SUPPLIED TEXT.

>>>

Reagan’s body was expected to be taken to his presidential library and museum in Simi Valley, Calif., and then flown to Washington to lie in state in the Capitol Rotunda. His funeral was expected to be at the National Cathedral, an event likely to draw world leaders. The body was to be returned to California for a sunset burial at his library.

President Bush, after attending D-Day 60th anniversary ceremonies on the Normandy beaches,  planned to arrive in Sea Island, Georgia, late on Sunday to play host to a Group of Eight summit. The White House left open the possibility of a change in his schedule later in the week for Bush to attend to Reagan memorial duties.

The Associated Press and Reuters contributed to this report.

Ronald Reagan, 1911-2004

An indefatigable optimist who set America on a conservative course

By Tom Curry
National affairs writer
MSNBC
Updated: 5:02 p.m. ET June 05, 2004

Ronald Wilson Reagan, the most successful conservative American politician of modern times, died Saturday at his California home at age 93.

Derided by his adversaries as glib, doctrinaire and uninformed — a mere actor, they scoffed — Reagan demonstrated throughout his political career the power that comes from being underestimated.

He won power by defeating overconfident Democratic incumbents — Gov. Pat Brown in California in 1966 and President Jimmy Carter in the 1980 presidential election.

“It was said of Dwight Eisenhower (and could have been said of Ronald Reagan) that his smile was his philosophy,” wrote columnist George Will. And many Americans found Reagan’s smiling optimism appealing.

Federal spending little changed
But Reagan never was able to bring about the conservative revolution that his disciples had hoped for.

When he became president in 1981, federal spending accounted for 22 percent of the Gross Domestic Product; when he left office eight years later, federal spending was 21 percent of the GDP.

“Ultimately, the fact that Ronald Reagan left office as the most popular president in modern history means that he settled for less change than either he or his supporters wanted or could have gotten,” Wall Street Journal editorialist John Fund wrote in 1989.

Another conservative, Ralph Reed, former executive director of the Christian Coalition, viewed the Reagan presidency with chagrin: “His eight years in office did little to transform a political culture that had become insensitive to religious values and uncaring about innocent human life.”

Reed said conservatives “woke up the morning after Reagan’s two terms to discover that many maladies still afflicted our nation and many pathologies had grown worse.”

Out of the wilderness
Reed did give Reagan credit for helping to lead conservatives “out of the wilderness,” calling him “the midwife of a new political movement.”

Reagan was limited in what he could accomplish by a Democratic-controlled Congress. But the ideas that he championed — lower taxes, giving more power to state and local governments and an end to welfare entitlements for single mothers — did reach fruition in the Clinton presidency after the Republicans took control of Congress in 1995.

One could argue that one of the high points of Reaganism came long after he left the presidency, on Aug. 22, 1996, when President Bill Clinton signed the welfare reform bill into law.

Son of a shoe salesman
Ronald Reagan was born on Feb. 6, 1911, in Tampico Ill., the son of an itinerant shoe salesman named Jack Reagan and his wife, Nelle.

<<<

INPUT DATA.

>>>

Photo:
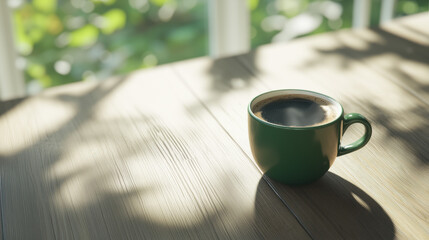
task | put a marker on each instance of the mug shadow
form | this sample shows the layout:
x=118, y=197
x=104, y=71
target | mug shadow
x=334, y=208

<<<

YOUR TASKS.
[a] Can you copy everything from "An indefatigable optimist" down to "home at age 93." in the Reagan article, changing "conservative" to "traditionalist"?
[b] According to the Reagan article, what share of GDP did federal spending make up when Reagan left office?
[c] Could you continue the Reagan article from the point where it stops?
The data above stands apart from the Reagan article.

ANSWERS IN ORDER.
[a]
An indefatigable optimist who set America on a traditionalist course

By Tom Curry
National affairs writer
MSNBC
Updated: 5:02 p.m. ET June 05, 2004

Ronald Wilson Reagan, the most successful traditionalist American politician of modern times, died Saturday at his California home at age 93.

[b] 21 percent of the GDP

[c]
Jack Reagan was a Democrat, an alcoholic and something of a ne’er-do-well. Ronald Reagan recounted in his autobiography in 1965 that as a boy he came home one day to find his father “drunk, dead to the world,” flat on his back on the front porch.

Jack Reagan ended up working for the presidential campaign of Franklin D. Roosevelt and later got a job with the Works Progress Administration, one of FDR’s job-creation efforts.

Roosevelt became a hero to young Reagan, his fireside chats making an imprint on Reagan’s own radio style.

After graduating from Eureka College, a small Illinois liberal arts college, in 1932, Reagan landed a job broadcasting University of Iowa football games over WOC, a radio station in Davenport, Iowa.

Later, Reagan broadcast Chicago Cubs games over WHO in Des Moines. In 1937, when he covered the Cubs spring training in California, Reagan was discovered by a Warner Bros. agent and began his film career.

Often cast as the foil to leading men like Errol Flynn, Reagan was best known for the 1940 film “Knute Rockne, All American,” in which he played Notre Dame football star George Gipp.

In another drama, “Kings Row,” Reagan played Drake McHugh, who awakes from anesthesia to find his legs amputated by a sadistic surgeon and says, “Where’s the rest of me?”

“No single line in my career has been so effective in explaining to me what an actor’s life must be,” Reagan wrote in his autobiography. He prepared meticulously for the scene, consulting disabled people and psychiatrists.

“At night I would wake up staring at the ceiling and automatically mutter the line before I went back to sleep,” he recalled.

Democrat turned Republican
After making Army Air Force training films during World War II, Reagan shifted from actor to corporate spokesman — and from Democrat to Republican — by hosting the TV series “General Electric Theater” in the 1950s. He toured the country for GE, giving boosterish free-enterprise speeches with such titles as “Our Eroding Freedoms.”

In 1964, Reagan’s nationally televised speech on behalf of Republican presidential candidate Barry Goldwater made him the darling of Republican activists. The speech was a Reaganesque recasting of FDR rhetoric:

“You and I have a rendezvous with destiny,” Reagan said. “We can preserve for our children this, the last best hope of man on Earth, or we can sentence them to take the first step into a thousand years of darkness.”

Two years later, Reagan defeated California Gov. Pat Brown by nearly a million votes.

The California Legislature sent Reagan a measure in 1967 that legalized abortion in cases of rape and incest and when a doctor found that a pregnancy would endanger the life or health of the woman. Reagan agonized over the measure, fearing that doctors would exploit a mental heath loophole to approve many abortions. But in the end he signed it.

Despite Reagan’s aversion to taxes, the corporate tax rate doubled during his tenure as California governor, and the top personal income rate jumped by nearly 60 percent.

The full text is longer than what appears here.